§ Your objective:
How many lines in the material below contain the string "electric", counting only matches with the same case? Reply with the number alone.

Polygon annotations for photos:
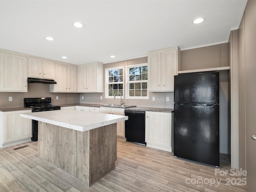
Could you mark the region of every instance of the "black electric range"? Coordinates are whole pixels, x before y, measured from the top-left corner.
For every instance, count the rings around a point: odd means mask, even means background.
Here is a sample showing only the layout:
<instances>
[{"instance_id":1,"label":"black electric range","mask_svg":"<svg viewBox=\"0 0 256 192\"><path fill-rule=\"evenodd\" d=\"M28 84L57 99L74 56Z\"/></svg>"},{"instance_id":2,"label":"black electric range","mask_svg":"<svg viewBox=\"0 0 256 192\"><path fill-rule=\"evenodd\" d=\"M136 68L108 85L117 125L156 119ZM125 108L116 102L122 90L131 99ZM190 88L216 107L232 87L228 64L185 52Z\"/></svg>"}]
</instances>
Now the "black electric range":
<instances>
[{"instance_id":1,"label":"black electric range","mask_svg":"<svg viewBox=\"0 0 256 192\"><path fill-rule=\"evenodd\" d=\"M50 97L24 98L24 106L32 108L32 112L60 110L60 106L52 105ZM32 141L38 140L38 121L32 120Z\"/></svg>"}]
</instances>

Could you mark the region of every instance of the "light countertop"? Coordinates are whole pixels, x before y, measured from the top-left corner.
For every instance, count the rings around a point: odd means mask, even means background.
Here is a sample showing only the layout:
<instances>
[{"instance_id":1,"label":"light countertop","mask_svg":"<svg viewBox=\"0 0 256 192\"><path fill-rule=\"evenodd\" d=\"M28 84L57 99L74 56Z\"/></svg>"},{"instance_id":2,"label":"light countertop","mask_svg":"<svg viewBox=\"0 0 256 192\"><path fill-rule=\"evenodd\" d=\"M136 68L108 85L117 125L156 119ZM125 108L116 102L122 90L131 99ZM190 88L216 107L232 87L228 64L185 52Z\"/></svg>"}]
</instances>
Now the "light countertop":
<instances>
[{"instance_id":1,"label":"light countertop","mask_svg":"<svg viewBox=\"0 0 256 192\"><path fill-rule=\"evenodd\" d=\"M80 131L86 131L128 119L126 116L67 110L21 114L20 116Z\"/></svg>"}]
</instances>

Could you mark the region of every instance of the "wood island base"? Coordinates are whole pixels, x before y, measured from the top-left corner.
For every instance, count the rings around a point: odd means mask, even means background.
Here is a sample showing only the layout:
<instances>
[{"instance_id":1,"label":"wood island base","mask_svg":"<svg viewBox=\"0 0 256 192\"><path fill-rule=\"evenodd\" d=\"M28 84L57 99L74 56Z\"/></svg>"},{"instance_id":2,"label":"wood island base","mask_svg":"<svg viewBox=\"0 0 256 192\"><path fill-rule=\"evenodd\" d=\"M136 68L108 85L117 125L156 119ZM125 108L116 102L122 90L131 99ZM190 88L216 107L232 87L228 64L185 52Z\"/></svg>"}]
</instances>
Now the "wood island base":
<instances>
[{"instance_id":1,"label":"wood island base","mask_svg":"<svg viewBox=\"0 0 256 192\"><path fill-rule=\"evenodd\" d=\"M115 168L116 123L81 132L39 122L38 156L92 184Z\"/></svg>"}]
</instances>

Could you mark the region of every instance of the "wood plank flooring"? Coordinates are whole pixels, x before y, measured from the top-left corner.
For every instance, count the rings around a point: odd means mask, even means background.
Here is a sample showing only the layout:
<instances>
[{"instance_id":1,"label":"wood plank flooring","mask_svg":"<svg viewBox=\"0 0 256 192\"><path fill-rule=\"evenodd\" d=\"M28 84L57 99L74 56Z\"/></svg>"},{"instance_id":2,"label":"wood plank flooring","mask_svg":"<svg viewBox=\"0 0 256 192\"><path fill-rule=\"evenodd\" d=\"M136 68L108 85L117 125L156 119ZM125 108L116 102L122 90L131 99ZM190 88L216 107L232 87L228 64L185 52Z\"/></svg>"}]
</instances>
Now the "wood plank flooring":
<instances>
[{"instance_id":1,"label":"wood plank flooring","mask_svg":"<svg viewBox=\"0 0 256 192\"><path fill-rule=\"evenodd\" d=\"M235 184L241 177L230 175L225 156L220 169L222 173L228 172L226 176L215 174L215 167L175 158L172 153L129 142L117 143L115 169L90 188L38 158L37 142L0 148L0 192L245 191L244 186ZM13 150L26 145L29 146ZM232 184L228 185L229 180Z\"/></svg>"}]
</instances>

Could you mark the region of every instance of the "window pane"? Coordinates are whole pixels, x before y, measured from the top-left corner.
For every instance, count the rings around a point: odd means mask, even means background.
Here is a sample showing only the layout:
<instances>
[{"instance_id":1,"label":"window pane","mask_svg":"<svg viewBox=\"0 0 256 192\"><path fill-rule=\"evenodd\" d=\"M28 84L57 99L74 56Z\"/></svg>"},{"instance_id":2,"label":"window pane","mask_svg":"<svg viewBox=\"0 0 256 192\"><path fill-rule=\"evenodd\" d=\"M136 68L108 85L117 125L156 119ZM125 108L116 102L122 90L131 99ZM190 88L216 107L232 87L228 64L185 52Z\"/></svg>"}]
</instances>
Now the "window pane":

§ The result:
4